> [DOCUMENT SEGMENT]
--- START ---

In 2015, electricity sales in the District of Columbia totaled 11.3 billion kilowatthours (kWh) with an RPS requirement of 12%. Because DC has limited renewable capacity, almost all of the RPS compliance targets were met by generation outside of the District through the purchase of renewable energy credits (RECs). RECs are tradeable certificates that certify that one megawatthour of electricity was generated from eligible renewable energy sources. In 2015, DC's target required nearly 1.4 million renewable energy credits.

graph of renewable energy credits submitted for compliance with DC's RPS, as explained in the article text
Source: U.S. Energy Information Administration, based on District of Columbia Public Service Commission Report on the Renewable Energy Portfolio Standard, 2007-15
Note: A renewable energy credit (REC) represents one megawatthour of electricity generation attributed to a particular energy source.

Of the credits submitted for compliance in 2015, most were from biomass generation, including both wood waste and black liquor, representing 39% and 27% of the overall requirement, respectively. Wind and solar generation represented 20% and 3% of the overall requirement, respectively. Because DC has no utility-scale renewable electricity generators, the only in-district generation qualifying for the RPS came from distributed solar systems (such as rooftop panels) installed in the District.

Power plant operators in other states can apply to be eligible for DC's RPS, as long as they're part of or adjacent to the PJM region. A total of 19 states outside of DC have approved capacity that can count toward DC's RPS. Because some of these states may have their own renewable portfolio standards, the eligible generating capacity may not necessarily be fully available to meet the District's RPS requirement. About half of the approved capacity is in Illinois, Indiana, and Pennsylvania. The 22 megawatts (MW) of solar capacity in DC represented only 0.3% of total eligible capacity as of July 2016.

--- END ---

(Point localization data)
--- START ---

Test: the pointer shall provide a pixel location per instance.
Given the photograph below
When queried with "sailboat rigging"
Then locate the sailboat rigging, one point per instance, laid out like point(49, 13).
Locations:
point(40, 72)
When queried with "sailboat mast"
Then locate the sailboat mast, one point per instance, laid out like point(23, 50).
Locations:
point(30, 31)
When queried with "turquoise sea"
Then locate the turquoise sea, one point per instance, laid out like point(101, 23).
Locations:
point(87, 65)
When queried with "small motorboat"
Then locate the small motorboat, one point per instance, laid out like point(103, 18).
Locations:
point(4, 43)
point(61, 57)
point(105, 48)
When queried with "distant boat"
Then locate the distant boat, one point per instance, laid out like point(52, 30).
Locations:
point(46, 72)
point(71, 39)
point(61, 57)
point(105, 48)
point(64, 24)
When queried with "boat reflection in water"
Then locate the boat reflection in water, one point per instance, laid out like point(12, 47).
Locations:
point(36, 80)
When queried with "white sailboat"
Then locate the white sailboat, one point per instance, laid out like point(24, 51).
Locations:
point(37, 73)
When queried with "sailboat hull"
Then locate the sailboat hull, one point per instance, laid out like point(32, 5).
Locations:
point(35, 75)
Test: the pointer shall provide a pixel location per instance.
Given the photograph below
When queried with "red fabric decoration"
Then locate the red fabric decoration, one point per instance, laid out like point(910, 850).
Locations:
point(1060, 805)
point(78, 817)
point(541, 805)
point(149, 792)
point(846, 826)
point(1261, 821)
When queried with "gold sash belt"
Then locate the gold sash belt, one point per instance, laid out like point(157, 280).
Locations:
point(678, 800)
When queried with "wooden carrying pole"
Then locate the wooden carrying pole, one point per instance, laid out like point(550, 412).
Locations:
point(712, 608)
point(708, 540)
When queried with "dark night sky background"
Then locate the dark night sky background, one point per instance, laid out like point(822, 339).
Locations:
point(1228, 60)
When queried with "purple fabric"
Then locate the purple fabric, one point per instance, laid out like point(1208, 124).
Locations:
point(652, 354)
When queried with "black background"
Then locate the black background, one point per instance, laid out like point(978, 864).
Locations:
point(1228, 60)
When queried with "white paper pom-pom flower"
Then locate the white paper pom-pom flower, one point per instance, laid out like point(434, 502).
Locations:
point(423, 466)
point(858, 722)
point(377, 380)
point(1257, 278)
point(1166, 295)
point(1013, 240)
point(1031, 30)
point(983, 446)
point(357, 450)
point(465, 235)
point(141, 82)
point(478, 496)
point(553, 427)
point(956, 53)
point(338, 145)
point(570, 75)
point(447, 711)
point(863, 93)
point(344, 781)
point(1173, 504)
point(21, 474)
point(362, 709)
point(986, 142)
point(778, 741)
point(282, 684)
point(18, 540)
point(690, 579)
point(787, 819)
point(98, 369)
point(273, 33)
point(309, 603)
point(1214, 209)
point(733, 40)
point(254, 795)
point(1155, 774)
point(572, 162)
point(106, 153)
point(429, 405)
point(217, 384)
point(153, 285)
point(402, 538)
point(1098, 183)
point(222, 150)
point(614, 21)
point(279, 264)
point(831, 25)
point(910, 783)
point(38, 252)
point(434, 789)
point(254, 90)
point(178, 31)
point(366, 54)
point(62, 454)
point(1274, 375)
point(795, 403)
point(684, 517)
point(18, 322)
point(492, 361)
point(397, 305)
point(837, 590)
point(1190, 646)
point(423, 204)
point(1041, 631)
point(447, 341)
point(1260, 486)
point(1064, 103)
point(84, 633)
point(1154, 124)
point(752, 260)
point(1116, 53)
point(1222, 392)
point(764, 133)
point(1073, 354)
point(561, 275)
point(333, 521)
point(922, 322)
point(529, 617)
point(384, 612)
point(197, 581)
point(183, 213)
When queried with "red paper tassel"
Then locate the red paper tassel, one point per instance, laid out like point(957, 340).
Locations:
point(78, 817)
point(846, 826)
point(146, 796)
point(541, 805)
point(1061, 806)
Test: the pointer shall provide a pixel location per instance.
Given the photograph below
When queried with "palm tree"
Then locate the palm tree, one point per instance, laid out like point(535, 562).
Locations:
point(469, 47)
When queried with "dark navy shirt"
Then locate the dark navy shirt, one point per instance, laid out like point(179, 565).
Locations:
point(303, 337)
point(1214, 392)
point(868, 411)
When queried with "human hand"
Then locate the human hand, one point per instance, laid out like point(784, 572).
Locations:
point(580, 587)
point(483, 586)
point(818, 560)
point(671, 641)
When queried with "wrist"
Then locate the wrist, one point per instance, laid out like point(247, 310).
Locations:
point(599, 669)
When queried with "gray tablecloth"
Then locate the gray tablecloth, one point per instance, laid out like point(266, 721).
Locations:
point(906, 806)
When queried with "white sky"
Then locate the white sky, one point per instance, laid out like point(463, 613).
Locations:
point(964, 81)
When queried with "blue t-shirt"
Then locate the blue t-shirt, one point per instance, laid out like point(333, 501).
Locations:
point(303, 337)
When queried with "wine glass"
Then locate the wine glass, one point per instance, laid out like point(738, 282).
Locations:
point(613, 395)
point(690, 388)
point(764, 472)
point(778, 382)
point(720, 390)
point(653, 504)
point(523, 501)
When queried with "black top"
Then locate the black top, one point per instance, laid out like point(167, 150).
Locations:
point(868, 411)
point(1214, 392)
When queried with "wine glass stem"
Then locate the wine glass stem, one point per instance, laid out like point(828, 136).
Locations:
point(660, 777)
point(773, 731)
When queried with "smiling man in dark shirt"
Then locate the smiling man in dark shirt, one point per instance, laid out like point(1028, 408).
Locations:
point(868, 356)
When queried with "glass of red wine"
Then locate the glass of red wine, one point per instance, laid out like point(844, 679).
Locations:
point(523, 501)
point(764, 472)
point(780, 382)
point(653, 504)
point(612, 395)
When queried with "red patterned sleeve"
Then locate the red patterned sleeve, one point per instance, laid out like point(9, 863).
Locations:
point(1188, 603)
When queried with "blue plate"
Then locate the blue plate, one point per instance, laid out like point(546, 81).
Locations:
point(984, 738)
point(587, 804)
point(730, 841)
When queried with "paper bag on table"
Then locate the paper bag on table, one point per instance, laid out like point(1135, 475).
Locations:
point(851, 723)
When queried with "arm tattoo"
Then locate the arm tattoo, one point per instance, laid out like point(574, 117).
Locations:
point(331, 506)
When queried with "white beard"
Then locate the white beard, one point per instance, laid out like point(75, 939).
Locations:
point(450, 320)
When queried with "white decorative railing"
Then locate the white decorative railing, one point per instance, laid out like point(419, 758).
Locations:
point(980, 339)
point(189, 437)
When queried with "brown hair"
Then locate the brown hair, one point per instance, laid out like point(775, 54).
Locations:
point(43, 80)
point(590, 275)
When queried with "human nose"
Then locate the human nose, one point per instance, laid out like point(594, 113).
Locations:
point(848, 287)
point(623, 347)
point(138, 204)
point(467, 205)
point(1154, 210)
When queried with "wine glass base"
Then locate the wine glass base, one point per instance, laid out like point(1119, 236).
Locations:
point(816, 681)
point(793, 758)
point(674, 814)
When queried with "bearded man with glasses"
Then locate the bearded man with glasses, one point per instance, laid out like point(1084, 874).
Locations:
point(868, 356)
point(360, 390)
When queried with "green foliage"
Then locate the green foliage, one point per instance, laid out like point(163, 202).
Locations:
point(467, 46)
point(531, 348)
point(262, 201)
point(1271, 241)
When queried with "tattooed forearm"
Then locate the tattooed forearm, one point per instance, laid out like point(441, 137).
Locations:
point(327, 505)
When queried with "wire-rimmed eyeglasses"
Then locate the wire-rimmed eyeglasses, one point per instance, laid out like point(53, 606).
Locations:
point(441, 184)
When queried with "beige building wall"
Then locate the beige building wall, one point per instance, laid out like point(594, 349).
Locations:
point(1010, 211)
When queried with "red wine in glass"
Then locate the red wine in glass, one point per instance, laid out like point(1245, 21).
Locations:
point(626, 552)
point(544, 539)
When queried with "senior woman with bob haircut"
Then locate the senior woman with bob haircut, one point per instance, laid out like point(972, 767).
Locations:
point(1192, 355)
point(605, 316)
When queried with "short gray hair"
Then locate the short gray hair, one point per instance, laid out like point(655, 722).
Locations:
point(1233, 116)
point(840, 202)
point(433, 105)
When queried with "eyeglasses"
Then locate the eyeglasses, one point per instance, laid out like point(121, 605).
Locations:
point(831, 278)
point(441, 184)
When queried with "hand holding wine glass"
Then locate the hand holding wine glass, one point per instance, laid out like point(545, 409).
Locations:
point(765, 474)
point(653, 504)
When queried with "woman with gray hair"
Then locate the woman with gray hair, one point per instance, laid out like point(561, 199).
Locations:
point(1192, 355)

--- END ---

> [REQUIREMENT 1] From the passage on the District of Columbia's renewable portfolio standard, list each generation source that is given a percentage share of the 2015 requirement, together with that percentage.
> [REQUIREMENT 2] Carry the passage on the District of Columbia's renewable portfolio standard forward from its final sentence.

> [EXERCISE ANSWER 1]
- Wood waste: 39%
- Black liquor: 27%
- Wind: 20%
- Solar: 3%

> [EXERCISE ANSWER 2]
graph of renewable electricity capacity eligible for DC's renewable portfolio standard, as explained in the article text
Source: U.S. Energy Information Administration, based on District of Columbia Public Service Commission, Report on the Renewable Energy Portfolio Standard for Compliance Year 2015

Additional limitations are placed on which solar facilities can be used to meet the solar-specific target of DC's RPS. The Distributed Generation Amendment Act (DGAA) of 2011 requires all qualifying solar generators to be located in DC or on a distribution feeder serving DC to qualify. Outside of DC itself, Pennsylvania contains the largest amount of solar capacity eligible to be applied to DC's solar-specific target.

graph of solar renewable energy credits submitted for compliance with DC's RPS, as explained in the article text
Source: U.S. Energy Information Administration, based on EIA's Electricity Data Browser; PJM Environmental Information Services, Generation Attribute Tracking System; Lawrence Berkeley National Laboratory, RPS Compliance Data
Note: The solar-specific target for 2015 is estimated based on EIA sales information and the 2015 DC Public Service Commission's Report on the Renewable Energy Portfolio Standard.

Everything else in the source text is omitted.